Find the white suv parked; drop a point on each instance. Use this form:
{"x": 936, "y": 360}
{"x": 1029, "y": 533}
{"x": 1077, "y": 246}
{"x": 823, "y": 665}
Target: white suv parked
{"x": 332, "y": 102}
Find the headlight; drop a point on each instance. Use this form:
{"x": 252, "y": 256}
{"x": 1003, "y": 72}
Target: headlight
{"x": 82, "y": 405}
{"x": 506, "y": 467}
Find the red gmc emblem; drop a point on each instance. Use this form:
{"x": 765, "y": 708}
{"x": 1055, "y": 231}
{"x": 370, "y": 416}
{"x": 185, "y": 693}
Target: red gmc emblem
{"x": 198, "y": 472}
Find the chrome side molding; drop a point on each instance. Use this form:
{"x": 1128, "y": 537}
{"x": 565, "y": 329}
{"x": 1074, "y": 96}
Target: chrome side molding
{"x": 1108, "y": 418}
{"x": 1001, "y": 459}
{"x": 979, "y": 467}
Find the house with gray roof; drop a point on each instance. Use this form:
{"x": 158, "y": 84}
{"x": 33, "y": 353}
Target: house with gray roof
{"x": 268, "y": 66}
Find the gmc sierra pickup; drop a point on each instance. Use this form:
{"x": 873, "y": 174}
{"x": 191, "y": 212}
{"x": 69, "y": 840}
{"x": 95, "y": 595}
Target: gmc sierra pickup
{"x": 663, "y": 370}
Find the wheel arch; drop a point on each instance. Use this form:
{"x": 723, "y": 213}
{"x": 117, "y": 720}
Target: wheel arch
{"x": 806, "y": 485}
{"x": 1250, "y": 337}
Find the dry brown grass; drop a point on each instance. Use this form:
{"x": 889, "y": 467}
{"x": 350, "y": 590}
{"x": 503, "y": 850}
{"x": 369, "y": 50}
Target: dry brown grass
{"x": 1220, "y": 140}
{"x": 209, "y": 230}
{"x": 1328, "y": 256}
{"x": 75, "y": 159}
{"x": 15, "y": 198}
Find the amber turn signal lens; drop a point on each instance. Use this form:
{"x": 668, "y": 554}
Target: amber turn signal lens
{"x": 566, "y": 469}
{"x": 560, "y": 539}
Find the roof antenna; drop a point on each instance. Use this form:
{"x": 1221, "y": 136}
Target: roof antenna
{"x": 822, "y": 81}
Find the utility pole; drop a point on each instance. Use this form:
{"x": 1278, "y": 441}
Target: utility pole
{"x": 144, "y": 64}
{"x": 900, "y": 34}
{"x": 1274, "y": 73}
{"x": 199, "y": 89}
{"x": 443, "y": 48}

**Activity**
From the records above, extract everything verbatim.

**Result of the task**
Find the white suv parked; drop a point on each instance. Use this form:
{"x": 936, "y": 360}
{"x": 1029, "y": 533}
{"x": 1077, "y": 246}
{"x": 823, "y": 665}
Target: white suv parked
{"x": 332, "y": 102}
Find the headlight; drop a point on each instance. Use this form:
{"x": 252, "y": 256}
{"x": 1003, "y": 72}
Target: headlight
{"x": 82, "y": 405}
{"x": 506, "y": 467}
Find the red gmc emblem; drop a point on each instance. Use this form:
{"x": 765, "y": 708}
{"x": 1055, "y": 231}
{"x": 370, "y": 416}
{"x": 185, "y": 693}
Target: red gmc emblem
{"x": 198, "y": 472}
Find the chrome side molding; drop a point on each instance. Use this form:
{"x": 1128, "y": 537}
{"x": 565, "y": 329}
{"x": 1074, "y": 96}
Target: chrome side molding
{"x": 1108, "y": 418}
{"x": 1001, "y": 459}
{"x": 979, "y": 467}
Find the house with gray roof; drop a point on each instance. Use this form:
{"x": 158, "y": 84}
{"x": 33, "y": 353}
Target: house with gray roof
{"x": 268, "y": 66}
Find the gmc sierra pickup; drop a point on each instance. Use this form:
{"x": 873, "y": 174}
{"x": 191, "y": 212}
{"x": 69, "y": 840}
{"x": 95, "y": 595}
Target: gmc sierra pickup
{"x": 663, "y": 370}
Find the wheel arch; drop a point on each instance. Use this form:
{"x": 723, "y": 213}
{"x": 117, "y": 720}
Target: wheel arch
{"x": 806, "y": 485}
{"x": 1250, "y": 337}
Find the dry brown grass; drop a point on each instance. Use this form:
{"x": 889, "y": 467}
{"x": 350, "y": 590}
{"x": 503, "y": 850}
{"x": 369, "y": 50}
Target: dry brown grass
{"x": 1220, "y": 140}
{"x": 209, "y": 230}
{"x": 1328, "y": 256}
{"x": 75, "y": 159}
{"x": 15, "y": 198}
Find the amber turn signal lens; drop a point on each instance. Use this form:
{"x": 668, "y": 554}
Target: amber turn signal lens
{"x": 566, "y": 469}
{"x": 560, "y": 539}
Find the roof antenna; drop a point on each instance. Use this form:
{"x": 1221, "y": 136}
Target: roof antenna
{"x": 822, "y": 81}
Find the utility pole; drop a point on each instance. Use this form:
{"x": 1278, "y": 441}
Target: utility pole
{"x": 144, "y": 64}
{"x": 900, "y": 34}
{"x": 1274, "y": 73}
{"x": 199, "y": 89}
{"x": 443, "y": 48}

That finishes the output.